** Instructions to follow **
Scan the material for the string "green" and copy out every line in which it occurs.

** Data **

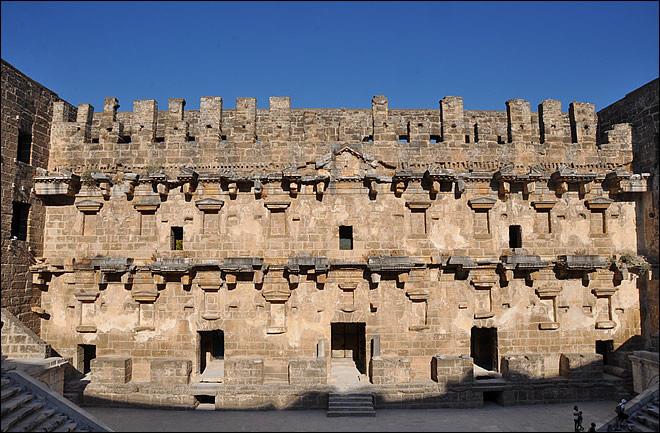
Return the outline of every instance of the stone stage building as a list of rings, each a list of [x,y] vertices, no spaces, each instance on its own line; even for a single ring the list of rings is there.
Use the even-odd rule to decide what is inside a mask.
[[[633,126],[598,133],[593,104],[95,112],[55,95],[33,168],[11,160],[20,139],[5,154],[6,68],[3,253],[32,251],[13,313],[91,371],[88,403],[323,407],[347,366],[381,407],[630,388],[657,169],[633,169]],[[12,199],[13,233],[35,218],[23,241],[5,241],[5,165],[32,176]]]

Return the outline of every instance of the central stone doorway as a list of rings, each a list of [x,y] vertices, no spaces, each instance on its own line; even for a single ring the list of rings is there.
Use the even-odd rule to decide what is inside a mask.
[[[221,382],[224,378],[225,333],[221,329],[198,331],[199,373],[202,382]]]
[[[361,374],[366,373],[366,338],[364,323],[332,323],[333,359],[351,359]]]
[[[492,377],[498,371],[497,328],[473,327],[470,336],[470,356],[474,360],[477,379]]]

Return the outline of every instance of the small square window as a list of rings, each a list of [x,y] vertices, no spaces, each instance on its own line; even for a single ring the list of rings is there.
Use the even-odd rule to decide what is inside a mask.
[[[353,226],[339,226],[339,249],[353,249]]]

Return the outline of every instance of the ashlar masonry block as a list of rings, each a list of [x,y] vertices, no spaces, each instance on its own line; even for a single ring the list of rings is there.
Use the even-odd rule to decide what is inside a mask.
[[[326,358],[292,358],[289,360],[289,384],[298,386],[326,385]]]
[[[502,358],[502,377],[509,380],[532,380],[545,377],[544,356],[536,353],[510,355]]]
[[[261,385],[264,383],[264,360],[261,358],[225,359],[225,383]]]
[[[431,379],[438,383],[472,382],[473,370],[469,355],[436,355],[431,359]]]
[[[386,385],[410,382],[410,359],[374,356],[369,365],[371,383]]]
[[[92,380],[97,385],[124,384],[133,378],[132,358],[101,356],[92,359]]]
[[[192,361],[189,359],[154,359],[151,361],[151,383],[173,385],[190,383]]]
[[[603,355],[598,353],[562,353],[559,374],[568,379],[598,379],[603,375]]]

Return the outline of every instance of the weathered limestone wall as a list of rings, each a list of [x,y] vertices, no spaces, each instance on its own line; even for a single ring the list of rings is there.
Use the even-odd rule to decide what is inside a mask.
[[[365,341],[380,338],[382,359],[406,357],[415,381],[431,378],[432,357],[470,353],[473,327],[497,328],[495,369],[534,352],[547,377],[561,353],[597,340],[636,348],[636,275],[616,258],[637,250],[631,197],[646,178],[625,171],[627,125],[597,145],[591,104],[117,105],[58,118],[60,170],[37,177],[52,205],[33,272],[51,317],[43,336],[64,356],[93,344],[132,357],[138,381],[157,358],[199,373],[198,331],[221,329],[228,381],[250,377],[232,379],[231,362],[261,358],[264,380],[286,382],[290,359],[332,341],[331,323],[364,323]]]
[[[45,210],[41,200],[34,196],[32,187],[36,168],[48,165],[53,102],[61,99],[4,60],[1,76],[2,307],[38,334],[40,318],[31,307],[39,306],[39,291],[32,288],[29,266],[34,264],[35,257],[43,255]],[[75,108],[65,102],[62,104],[70,110],[64,119],[73,120]],[[25,139],[31,143],[29,152],[22,157],[18,155],[19,135],[21,140],[27,137]],[[30,206],[25,240],[11,239],[14,202]]]
[[[651,174],[649,193],[639,197],[637,206],[638,254],[647,258],[653,266],[652,279],[640,279],[640,307],[642,313],[642,337],[645,346],[658,350],[658,242],[660,239],[658,200],[660,198],[660,93],[659,80],[630,92],[625,98],[598,112],[599,135],[616,123],[632,125],[633,161],[635,173]]]
[[[443,98],[439,110],[390,110],[383,96],[372,102],[372,110],[294,109],[289,97],[272,97],[269,109],[256,109],[256,99],[237,98],[235,109],[223,109],[221,97],[203,97],[199,111],[170,99],[168,111],[136,100],[133,111],[120,112],[119,101],[106,98],[103,112],[81,104],[76,122],[62,122],[56,109],[49,168],[114,173],[187,165],[252,174],[313,166],[338,143],[361,144],[390,170],[423,171],[429,162],[465,171],[506,164],[629,169],[632,161],[630,143],[597,146],[593,104],[573,102],[562,113],[559,101],[547,100],[534,113],[522,99],[507,101],[506,112],[464,111],[460,97]]]

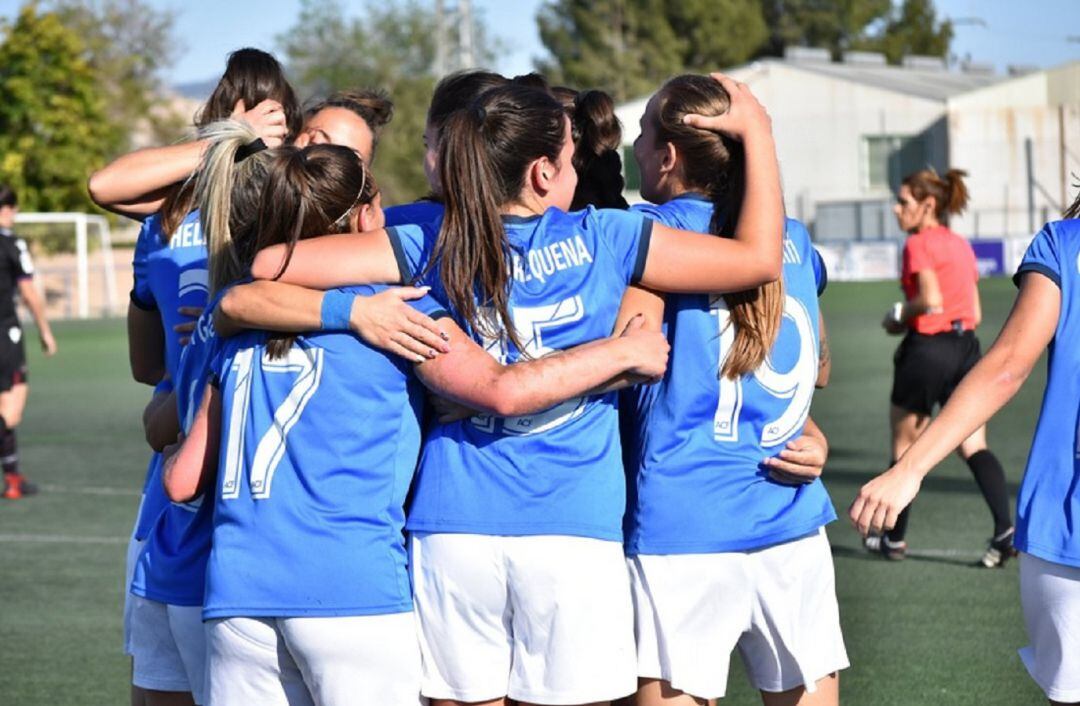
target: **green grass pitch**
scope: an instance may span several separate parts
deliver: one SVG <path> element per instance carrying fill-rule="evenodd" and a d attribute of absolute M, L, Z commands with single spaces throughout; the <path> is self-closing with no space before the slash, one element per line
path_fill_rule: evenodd
<path fill-rule="evenodd" d="M 1006 280 L 981 285 L 984 348 L 1012 302 Z M 926 481 L 907 561 L 864 554 L 844 515 L 888 460 L 887 400 L 897 339 L 879 321 L 895 284 L 834 283 L 823 298 L 833 379 L 813 415 L 832 453 L 825 480 L 841 520 L 829 528 L 852 667 L 844 703 L 1044 703 L 1017 657 L 1025 644 L 1015 562 L 972 568 L 991 526 L 955 458 Z M 41 495 L 0 502 L 0 704 L 126 703 L 120 591 L 127 536 L 146 466 L 139 427 L 149 390 L 131 382 L 123 324 L 58 325 L 60 353 L 31 351 L 30 404 L 19 431 L 24 471 Z M 33 335 L 29 336 L 33 342 Z M 990 426 L 1015 495 L 1038 411 L 1043 366 Z M 725 703 L 758 703 L 734 660 Z"/>

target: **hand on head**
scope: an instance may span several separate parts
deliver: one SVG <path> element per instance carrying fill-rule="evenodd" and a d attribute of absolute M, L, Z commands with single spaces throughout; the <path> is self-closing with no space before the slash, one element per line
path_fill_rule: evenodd
<path fill-rule="evenodd" d="M 243 120 L 250 125 L 267 147 L 281 147 L 286 135 L 289 134 L 285 109 L 281 103 L 270 98 L 251 110 L 247 109 L 243 100 L 238 100 L 231 117 L 234 120 Z"/>
<path fill-rule="evenodd" d="M 740 141 L 745 141 L 749 136 L 768 134 L 772 131 L 772 119 L 768 111 L 750 92 L 749 86 L 721 73 L 714 73 L 711 76 L 727 91 L 731 98 L 731 107 L 723 115 L 687 115 L 683 118 L 687 125 L 702 130 L 722 132 Z"/>

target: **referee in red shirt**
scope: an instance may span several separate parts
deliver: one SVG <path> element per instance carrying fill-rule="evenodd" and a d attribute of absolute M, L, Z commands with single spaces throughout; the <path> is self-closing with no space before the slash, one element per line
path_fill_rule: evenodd
<path fill-rule="evenodd" d="M 950 169 L 944 178 L 931 169 L 911 174 L 893 206 L 900 227 L 909 235 L 900 278 L 906 301 L 894 306 L 882 322 L 889 333 L 905 334 L 893 358 L 890 465 L 926 429 L 934 407 L 945 404 L 980 357 L 975 328 L 982 309 L 975 253 L 947 225 L 949 215 L 967 205 L 964 176 L 957 169 Z M 1005 472 L 987 448 L 986 427 L 972 434 L 957 452 L 975 476 L 994 519 L 994 534 L 981 564 L 1001 566 L 1015 555 L 1013 524 Z M 910 509 L 900 513 L 896 527 L 884 537 L 868 538 L 867 548 L 890 559 L 903 559 Z"/>

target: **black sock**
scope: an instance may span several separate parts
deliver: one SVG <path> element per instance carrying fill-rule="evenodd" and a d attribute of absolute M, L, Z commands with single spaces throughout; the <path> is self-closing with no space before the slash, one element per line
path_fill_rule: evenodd
<path fill-rule="evenodd" d="M 994 517 L 994 536 L 1012 527 L 1012 516 L 1009 512 L 1009 491 L 1005 487 L 1005 471 L 1001 463 L 989 449 L 977 451 L 968 458 L 968 468 L 975 476 L 975 483 L 982 492 L 990 508 L 990 514 Z"/>
<path fill-rule="evenodd" d="M 896 459 L 889 461 L 889 468 L 896 465 Z M 896 516 L 896 524 L 893 528 L 885 533 L 885 538 L 893 544 L 899 544 L 904 541 L 904 535 L 907 534 L 908 512 L 911 510 L 911 505 L 908 505 L 900 514 Z"/>
<path fill-rule="evenodd" d="M 899 544 L 904 541 L 904 537 L 907 535 L 908 514 L 910 514 L 910 512 L 911 505 L 908 505 L 901 510 L 900 514 L 896 516 L 896 524 L 893 525 L 891 530 L 885 533 L 885 538 L 893 544 Z"/>
<path fill-rule="evenodd" d="M 19 472 L 19 449 L 15 444 L 15 430 L 4 428 L 0 431 L 0 465 L 4 475 Z"/>

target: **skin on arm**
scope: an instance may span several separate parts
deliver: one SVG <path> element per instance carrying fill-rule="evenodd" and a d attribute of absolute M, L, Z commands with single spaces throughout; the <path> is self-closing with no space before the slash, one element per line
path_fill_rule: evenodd
<path fill-rule="evenodd" d="M 812 418 L 806 418 L 802 434 L 784 446 L 777 456 L 765 459 L 769 477 L 786 485 L 813 483 L 825 470 L 829 459 L 829 441 Z"/>
<path fill-rule="evenodd" d="M 861 533 L 891 528 L 926 474 L 1016 395 L 1053 339 L 1060 312 L 1057 285 L 1038 272 L 1025 273 L 994 345 L 896 465 L 859 491 L 848 514 Z"/>
<path fill-rule="evenodd" d="M 144 385 L 156 385 L 165 377 L 165 329 L 157 311 L 128 304 L 128 360 L 131 376 Z"/>
<path fill-rule="evenodd" d="M 268 147 L 279 146 L 288 132 L 285 113 L 275 100 L 264 100 L 251 110 L 238 101 L 230 117 L 246 121 Z M 207 140 L 194 140 L 118 157 L 90 175 L 90 198 L 122 216 L 143 218 L 157 213 L 173 185 L 199 168 L 208 145 Z"/>
<path fill-rule="evenodd" d="M 154 395 L 143 410 L 143 432 L 146 443 L 154 451 L 162 451 L 176 443 L 180 435 L 180 414 L 176 408 L 176 392 Z"/>
<path fill-rule="evenodd" d="M 357 296 L 350 329 L 368 345 L 408 360 L 449 352 L 442 329 L 431 317 L 407 304 L 427 294 L 426 287 L 392 287 Z M 283 282 L 258 280 L 230 289 L 214 311 L 219 336 L 255 328 L 285 333 L 317 331 L 322 325 L 325 292 Z"/>
<path fill-rule="evenodd" d="M 183 503 L 202 494 L 217 469 L 220 439 L 221 393 L 207 383 L 188 435 L 164 452 L 162 482 L 170 500 Z"/>
<path fill-rule="evenodd" d="M 914 299 L 904 302 L 904 308 L 900 310 L 900 321 L 892 318 L 891 312 L 885 315 L 881 322 L 882 328 L 892 334 L 905 333 L 908 323 L 916 316 L 923 314 L 935 314 L 942 311 L 944 299 L 941 296 L 941 283 L 938 282 L 937 273 L 930 268 L 919 270 L 915 275 L 919 286 L 919 293 Z"/>
<path fill-rule="evenodd" d="M 829 384 L 832 375 L 832 351 L 829 350 L 829 332 L 825 328 L 825 317 L 818 316 L 818 374 L 814 387 L 822 389 Z"/>
<path fill-rule="evenodd" d="M 453 402 L 500 417 L 540 412 L 623 373 L 658 377 L 667 365 L 667 340 L 640 326 L 628 327 L 619 338 L 503 365 L 449 317 L 437 323 L 449 337 L 450 352 L 417 364 L 421 382 Z"/>
<path fill-rule="evenodd" d="M 45 306 L 38 296 L 33 279 L 23 277 L 19 280 L 19 296 L 30 310 L 30 316 L 34 318 L 34 325 L 37 326 L 38 337 L 41 339 L 41 350 L 45 355 L 53 355 L 56 353 L 56 339 L 53 338 L 49 320 L 45 317 Z"/>
<path fill-rule="evenodd" d="M 615 331 L 625 329 L 630 319 L 638 315 L 646 329 L 659 331 L 664 323 L 664 295 L 644 287 L 627 287 L 615 317 Z"/>
<path fill-rule="evenodd" d="M 406 284 L 401 281 L 401 270 L 384 229 L 301 240 L 282 272 L 286 253 L 285 245 L 263 248 L 251 265 L 251 276 L 312 289 L 380 282 Z"/>

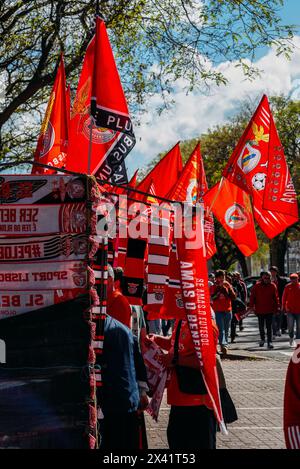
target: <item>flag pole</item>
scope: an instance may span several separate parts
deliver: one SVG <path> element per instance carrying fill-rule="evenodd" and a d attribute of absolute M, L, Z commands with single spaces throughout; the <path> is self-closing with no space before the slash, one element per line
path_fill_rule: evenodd
<path fill-rule="evenodd" d="M 221 191 L 221 189 L 222 189 L 223 183 L 224 183 L 224 176 L 221 177 L 218 190 L 217 190 L 216 195 L 214 196 L 214 198 L 213 198 L 213 200 L 212 200 L 212 203 L 210 204 L 209 207 L 207 207 L 209 213 L 211 212 L 212 207 L 215 205 L 215 202 L 216 202 L 216 200 L 217 200 L 217 197 L 218 197 L 218 195 L 220 194 L 220 191 Z"/>
<path fill-rule="evenodd" d="M 94 118 L 92 114 L 90 115 L 90 137 L 89 137 L 89 151 L 88 151 L 88 167 L 87 173 L 91 175 L 91 159 L 92 159 L 92 138 L 93 138 L 93 126 L 94 126 Z"/>

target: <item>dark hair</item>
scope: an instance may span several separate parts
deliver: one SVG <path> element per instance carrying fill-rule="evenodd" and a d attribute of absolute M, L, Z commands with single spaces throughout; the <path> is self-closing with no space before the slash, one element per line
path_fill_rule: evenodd
<path fill-rule="evenodd" d="M 215 278 L 225 277 L 225 270 L 216 270 Z"/>
<path fill-rule="evenodd" d="M 124 271 L 123 271 L 122 267 L 115 267 L 114 268 L 114 274 L 115 274 L 115 281 L 116 280 L 122 280 L 123 275 L 124 275 Z"/>
<path fill-rule="evenodd" d="M 276 265 L 272 265 L 270 267 L 270 270 L 275 270 L 275 272 L 277 272 L 277 273 L 279 272 L 278 267 L 276 267 Z"/>
<path fill-rule="evenodd" d="M 268 270 L 263 270 L 260 273 L 260 278 L 262 278 L 263 275 L 268 275 L 268 277 L 271 277 L 271 272 L 269 272 Z"/>

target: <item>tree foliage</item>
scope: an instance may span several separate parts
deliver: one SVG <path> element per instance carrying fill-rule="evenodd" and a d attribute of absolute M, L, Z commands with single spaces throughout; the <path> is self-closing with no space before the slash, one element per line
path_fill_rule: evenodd
<path fill-rule="evenodd" d="M 289 55 L 293 28 L 280 22 L 282 0 L 102 0 L 101 14 L 122 83 L 137 117 L 153 94 L 170 105 L 187 91 L 226 83 L 215 67 L 234 60 L 247 77 L 258 47 Z M 35 147 L 60 50 L 73 93 L 92 36 L 96 0 L 1 0 L 0 158 L 28 158 Z M 4 96 L 3 96 L 4 95 Z"/>

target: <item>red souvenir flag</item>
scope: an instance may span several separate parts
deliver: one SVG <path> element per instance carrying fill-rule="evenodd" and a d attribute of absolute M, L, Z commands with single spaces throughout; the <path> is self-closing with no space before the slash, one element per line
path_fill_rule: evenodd
<path fill-rule="evenodd" d="M 34 161 L 62 168 L 68 149 L 68 109 L 63 56 L 57 70 L 46 114 L 42 124 Z M 32 174 L 51 173 L 47 168 L 33 166 Z"/>
<path fill-rule="evenodd" d="M 253 191 L 253 212 L 261 230 L 272 239 L 286 228 L 295 223 L 295 218 L 284 213 L 265 210 L 263 208 L 263 194 L 260 191 Z"/>
<path fill-rule="evenodd" d="M 250 194 L 265 185 L 270 120 L 270 106 L 264 95 L 223 171 L 224 177 Z"/>
<path fill-rule="evenodd" d="M 203 195 L 208 191 L 203 160 L 201 157 L 200 143 L 197 143 L 185 164 L 180 177 L 167 197 L 171 200 L 186 201 L 192 204 L 200 202 L 205 210 L 204 238 L 206 245 L 206 257 L 210 259 L 217 251 L 214 236 L 213 215 L 207 210 L 203 201 Z"/>
<path fill-rule="evenodd" d="M 103 41 L 101 47 L 98 44 L 100 39 Z M 98 51 L 98 56 L 95 60 L 96 50 Z M 102 63 L 103 59 L 107 60 L 105 64 Z M 99 67 L 102 67 L 103 80 L 94 84 L 93 78 L 98 80 Z M 96 68 L 98 71 L 95 70 Z M 119 168 L 125 156 L 133 148 L 134 138 L 129 134 L 125 134 L 124 129 L 120 128 L 120 131 L 113 129 L 112 127 L 115 125 L 113 122 L 106 122 L 106 126 L 95 125 L 94 119 L 91 117 L 92 86 L 94 86 L 93 92 L 95 93 L 98 93 L 100 85 L 104 87 L 103 91 L 99 91 L 100 96 L 104 92 L 107 93 L 108 99 L 110 99 L 112 93 L 116 93 L 116 97 L 120 97 L 121 92 L 119 88 L 113 89 L 113 86 L 117 86 L 119 80 L 119 78 L 118 80 L 116 78 L 116 73 L 117 69 L 113 60 L 105 25 L 103 21 L 97 19 L 97 44 L 96 36 L 94 36 L 85 54 L 71 112 L 69 150 L 66 165 L 66 168 L 70 171 L 81 173 L 89 171 L 90 174 L 96 174 L 102 179 L 107 180 L 112 176 L 113 171 Z M 94 95 L 94 97 L 97 99 L 98 104 L 98 94 Z M 95 100 L 93 100 L 93 103 L 93 106 L 95 106 Z M 114 103 L 109 105 L 109 101 L 104 101 L 103 106 L 108 105 L 109 110 L 115 109 L 113 107 Z M 122 100 L 120 109 L 116 109 L 116 111 L 118 110 L 121 113 L 124 111 L 124 102 Z M 105 113 L 105 115 L 107 114 Z M 99 119 L 101 119 L 101 112 L 97 116 L 100 116 Z M 109 116 L 110 114 L 108 114 L 108 118 Z M 112 179 L 114 180 L 113 177 Z M 127 180 L 120 177 L 117 178 L 116 182 L 127 184 Z"/>
<path fill-rule="evenodd" d="M 287 449 L 300 449 L 300 341 L 297 342 L 284 389 L 283 428 Z"/>
<path fill-rule="evenodd" d="M 197 223 L 202 223 L 202 220 L 197 219 Z M 189 246 L 185 236 L 177 238 L 176 244 L 186 319 L 216 420 L 221 430 L 226 433 L 216 368 L 216 343 L 211 318 L 204 239 L 197 243 L 197 248 Z"/>
<path fill-rule="evenodd" d="M 105 23 L 99 17 L 96 18 L 91 113 L 98 128 L 109 129 L 117 135 L 113 148 L 95 169 L 97 176 L 107 179 L 134 147 L 135 136 Z"/>
<path fill-rule="evenodd" d="M 140 182 L 137 189 L 147 192 L 151 181 L 155 185 L 156 195 L 166 197 L 177 182 L 182 171 L 182 157 L 179 142 L 154 166 Z"/>
<path fill-rule="evenodd" d="M 66 103 L 67 103 L 67 119 L 68 119 L 68 130 L 70 128 L 70 119 L 71 119 L 71 87 L 68 86 L 66 90 Z"/>
<path fill-rule="evenodd" d="M 272 115 L 263 208 L 294 217 L 295 223 L 298 221 L 297 194 Z"/>
<path fill-rule="evenodd" d="M 253 254 L 258 242 L 249 195 L 224 178 L 203 198 L 239 250 L 245 256 Z"/>

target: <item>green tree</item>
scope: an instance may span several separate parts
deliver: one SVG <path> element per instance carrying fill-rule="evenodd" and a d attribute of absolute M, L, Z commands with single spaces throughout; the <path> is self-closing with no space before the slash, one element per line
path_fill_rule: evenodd
<path fill-rule="evenodd" d="M 251 78 L 258 47 L 289 55 L 293 28 L 280 21 L 283 0 L 102 0 L 122 83 L 136 121 L 153 94 L 172 102 L 184 78 L 187 91 L 226 83 L 215 65 L 235 60 Z M 0 2 L 0 159 L 28 158 L 60 50 L 75 89 L 92 35 L 96 0 Z M 4 96 L 3 96 L 4 95 Z"/>

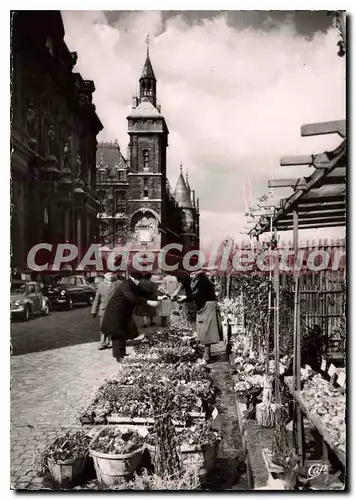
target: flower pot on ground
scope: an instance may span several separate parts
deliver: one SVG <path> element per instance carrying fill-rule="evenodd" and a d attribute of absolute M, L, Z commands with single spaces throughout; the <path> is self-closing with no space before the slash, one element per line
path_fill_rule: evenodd
<path fill-rule="evenodd" d="M 85 431 L 58 436 L 37 459 L 41 476 L 51 476 L 60 489 L 72 488 L 79 482 L 89 451 L 90 437 Z"/>
<path fill-rule="evenodd" d="M 84 471 L 86 457 L 71 460 L 48 459 L 48 468 L 53 481 L 64 489 L 69 489 L 81 477 Z"/>
<path fill-rule="evenodd" d="M 110 426 L 96 434 L 90 455 L 101 486 L 111 487 L 132 479 L 142 464 L 146 433 L 133 426 Z"/>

** Completed exercise **
target: **green grass pitch**
target: <item>green tree</item>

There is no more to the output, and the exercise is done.